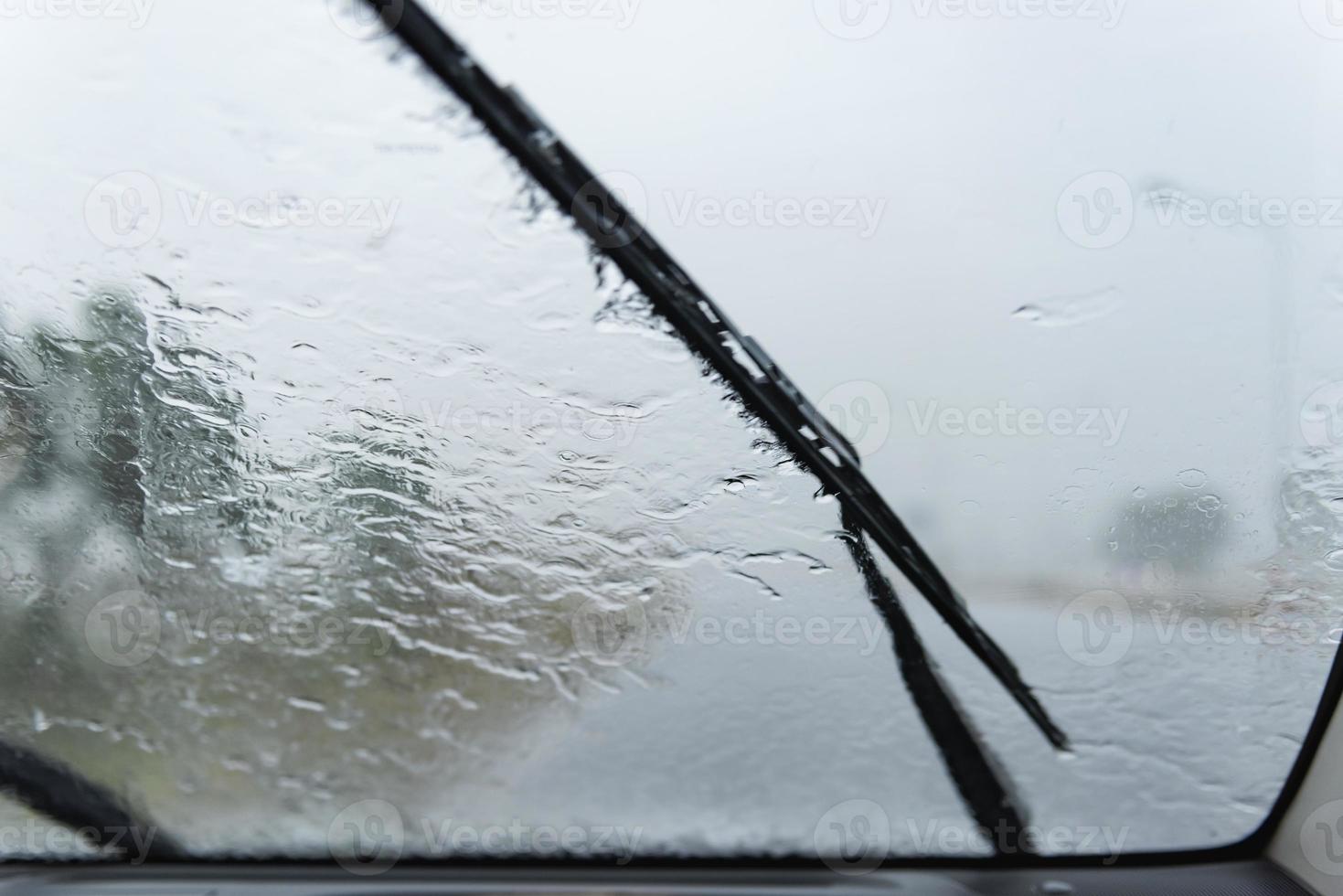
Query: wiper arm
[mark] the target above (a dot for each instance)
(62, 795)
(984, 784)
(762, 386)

:::

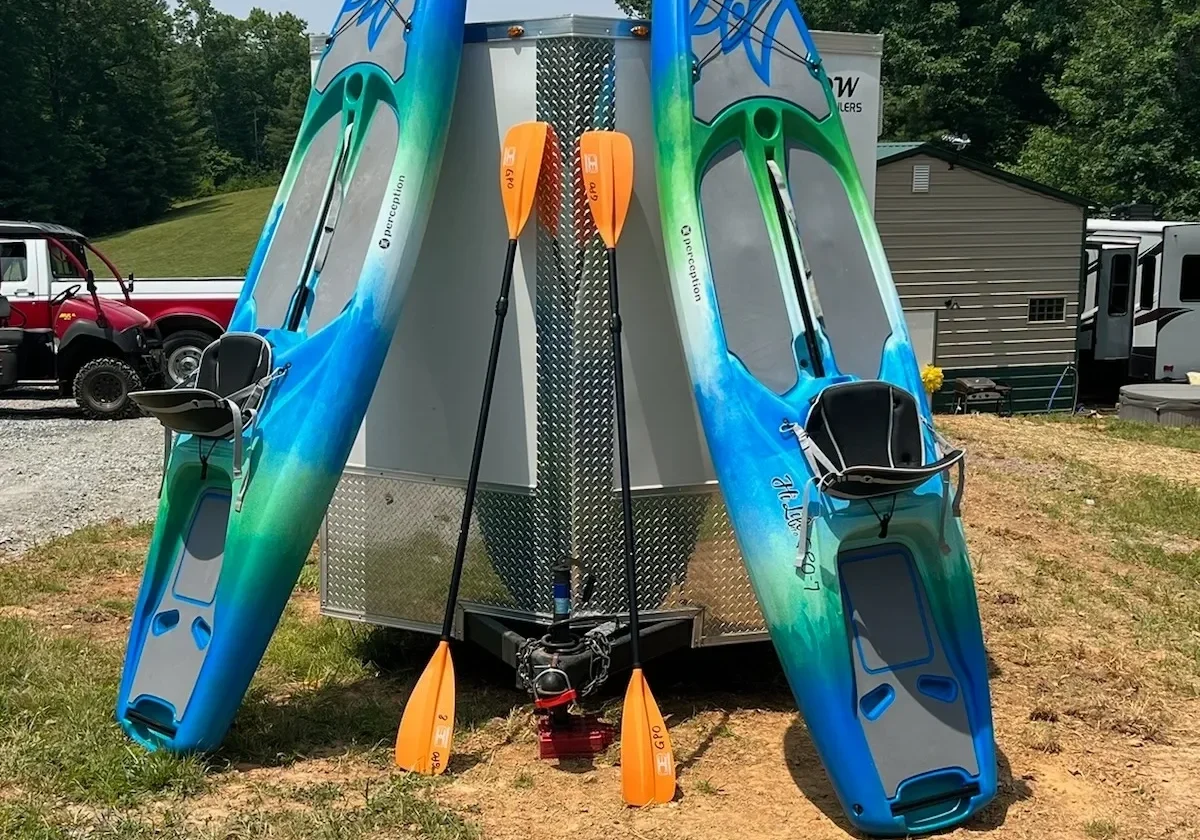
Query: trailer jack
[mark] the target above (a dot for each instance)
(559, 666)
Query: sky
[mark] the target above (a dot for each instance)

:::

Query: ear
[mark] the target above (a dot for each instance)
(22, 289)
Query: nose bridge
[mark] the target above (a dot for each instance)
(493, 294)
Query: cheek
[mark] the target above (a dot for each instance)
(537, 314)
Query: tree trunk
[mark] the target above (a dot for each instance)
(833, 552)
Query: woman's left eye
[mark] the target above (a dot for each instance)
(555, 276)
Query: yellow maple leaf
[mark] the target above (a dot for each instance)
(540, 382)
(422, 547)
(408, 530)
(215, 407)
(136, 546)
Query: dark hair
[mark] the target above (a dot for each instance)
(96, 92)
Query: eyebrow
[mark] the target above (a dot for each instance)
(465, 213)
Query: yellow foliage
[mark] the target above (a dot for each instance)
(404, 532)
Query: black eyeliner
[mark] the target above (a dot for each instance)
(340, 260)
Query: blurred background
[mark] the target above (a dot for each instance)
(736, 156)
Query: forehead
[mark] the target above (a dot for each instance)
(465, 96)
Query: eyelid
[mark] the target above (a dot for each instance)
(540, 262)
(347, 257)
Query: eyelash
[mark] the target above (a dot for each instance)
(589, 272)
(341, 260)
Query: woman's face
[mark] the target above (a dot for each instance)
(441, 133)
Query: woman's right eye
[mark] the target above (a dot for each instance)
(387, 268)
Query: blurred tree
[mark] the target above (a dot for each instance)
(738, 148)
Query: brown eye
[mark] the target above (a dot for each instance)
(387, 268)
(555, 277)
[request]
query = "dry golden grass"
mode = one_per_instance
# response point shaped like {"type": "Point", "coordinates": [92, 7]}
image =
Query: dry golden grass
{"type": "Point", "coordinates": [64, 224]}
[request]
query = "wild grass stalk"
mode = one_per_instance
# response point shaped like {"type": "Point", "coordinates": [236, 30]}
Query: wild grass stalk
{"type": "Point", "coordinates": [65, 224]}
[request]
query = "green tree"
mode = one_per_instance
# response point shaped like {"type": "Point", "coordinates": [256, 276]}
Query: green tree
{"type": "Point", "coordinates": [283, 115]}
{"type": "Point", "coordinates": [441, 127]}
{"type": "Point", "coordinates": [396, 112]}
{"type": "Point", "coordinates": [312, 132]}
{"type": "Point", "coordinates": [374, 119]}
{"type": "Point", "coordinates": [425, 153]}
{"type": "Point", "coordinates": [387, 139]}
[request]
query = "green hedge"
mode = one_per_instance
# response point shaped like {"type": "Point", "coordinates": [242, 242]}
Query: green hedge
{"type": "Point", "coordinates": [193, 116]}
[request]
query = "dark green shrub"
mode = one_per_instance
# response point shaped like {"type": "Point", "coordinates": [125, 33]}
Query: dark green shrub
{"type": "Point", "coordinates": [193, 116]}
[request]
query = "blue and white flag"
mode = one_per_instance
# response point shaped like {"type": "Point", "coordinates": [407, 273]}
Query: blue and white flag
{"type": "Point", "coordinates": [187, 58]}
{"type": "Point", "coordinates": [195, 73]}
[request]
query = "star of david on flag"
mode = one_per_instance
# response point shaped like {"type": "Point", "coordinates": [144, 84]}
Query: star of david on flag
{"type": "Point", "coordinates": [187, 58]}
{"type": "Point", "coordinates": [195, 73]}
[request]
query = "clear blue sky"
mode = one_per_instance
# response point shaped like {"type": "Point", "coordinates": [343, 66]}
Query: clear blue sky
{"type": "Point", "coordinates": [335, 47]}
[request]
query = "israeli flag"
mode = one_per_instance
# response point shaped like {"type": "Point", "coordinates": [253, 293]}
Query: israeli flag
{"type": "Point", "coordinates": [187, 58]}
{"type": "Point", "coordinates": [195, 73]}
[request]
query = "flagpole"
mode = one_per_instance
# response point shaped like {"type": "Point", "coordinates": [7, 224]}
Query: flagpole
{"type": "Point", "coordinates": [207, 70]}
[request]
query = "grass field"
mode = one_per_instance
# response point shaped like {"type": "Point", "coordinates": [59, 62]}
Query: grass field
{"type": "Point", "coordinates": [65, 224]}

:::

→ GOAL: Pull out every line of the records that contains the string "israeli", treating case as significant.

→ REPLY:
query = "israeli flag"
Query: israeli flag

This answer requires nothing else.